D’abord bachata lente sous le soleil encore haut, progressivement la mélopée s’embrase sur la souche avec le carmin du couchant, flamboie avec la canopée et convoque Petruciani dans une improvisation vive, alerte, si légère et si obsédante, faisant danser l’écorce et chavirer les âmes dans une samba endiablée de carnaval brésilien. Bord d’eaux devient Rio.
Retour dans le parc où la lumière du soleil rasant joue désormais partie haute contre basse.
Les feuilles lentement se déshabillent de leurs couleurs et dévoilent leur silhouette, laissant au seul regard de l’astre leur nudité diurne. Dans ce contre-jour, elles deviennent chanteuses de jazz, princesses de la nuit noire dans leurs robes fourreau peintes pour l’éternité par les photos monochromes. Ici, la feuille du chêne sylvestre, reine des bois, me fait penser à Sarah Vaughan, plus loin celle du saule, fine et sensible, c’est You Sun Nah et là, je m’arrête net, subjugué, emporté par les flots de sa voix chaude : c’est Ella et je suis sous le charme, bien-sûr.
Puis la nuit nous enveloppe, il est temps de plier les instruments et quitter la salle de spectacle, seul le pont joue encore sa note bleue.

### ÉNONCÉ RÉDIGÉ 1
Renvoyez à l'identique l'ensemble des entrées qui suivent, ligne par ligne, sans en omettre aucune.

### ENTRÉES DU CORPUS
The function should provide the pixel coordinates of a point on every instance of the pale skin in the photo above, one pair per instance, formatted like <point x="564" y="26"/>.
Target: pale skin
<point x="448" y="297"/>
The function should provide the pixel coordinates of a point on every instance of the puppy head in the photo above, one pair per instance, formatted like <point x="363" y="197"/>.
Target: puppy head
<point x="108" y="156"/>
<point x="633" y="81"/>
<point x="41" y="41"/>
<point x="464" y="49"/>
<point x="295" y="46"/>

### ÉNONCÉ RÉDIGÉ 2
Recopiez fidèlement un extrait du texte sur le parc au couchant, en commençant à "Retour dans le" et en terminant à "sa note bleue.".

### RÉPONSE COMPLÈTE 1
The function should provide the pixel coordinates of a point on every instance of the pale skin in the photo above, one pair per instance, formatted like <point x="564" y="26"/>.
Target: pale skin
<point x="448" y="297"/>
The function should provide the pixel coordinates of a point on every instance of the puppy head in the photo above, one pair per instance, formatted like <point x="363" y="197"/>.
Target: puppy head
<point x="108" y="156"/>
<point x="633" y="81"/>
<point x="41" y="41"/>
<point x="464" y="49"/>
<point x="295" y="46"/>

### RÉPONSE COMPLÈTE 2
Retour dans le parc où la lumière du soleil rasant joue désormais partie haute contre basse.
Les feuilles lentement se déshabillent de leurs couleurs et dévoilent leur silhouette, laissant au seul regard de l’astre leur nudité diurne. Dans ce contre-jour, elles deviennent chanteuses de jazz, princesses de la nuit noire dans leurs robes fourreau peintes pour l’éternité par les photos monochromes. Ici, la feuille du chêne sylvestre, reine des bois, me fait penser à Sarah Vaughan, plus loin celle du saule, fine et sensible, c’est You Sun Nah et là, je m’arrête net, subjugué, emporté par les flots de sa voix chaude : c’est Ella et je suis sous le charme, bien-sûr.
Puis la nuit nous enveloppe, il est temps de plier les instruments et quitter la salle de spectacle, seul le pont joue encore sa note bleue.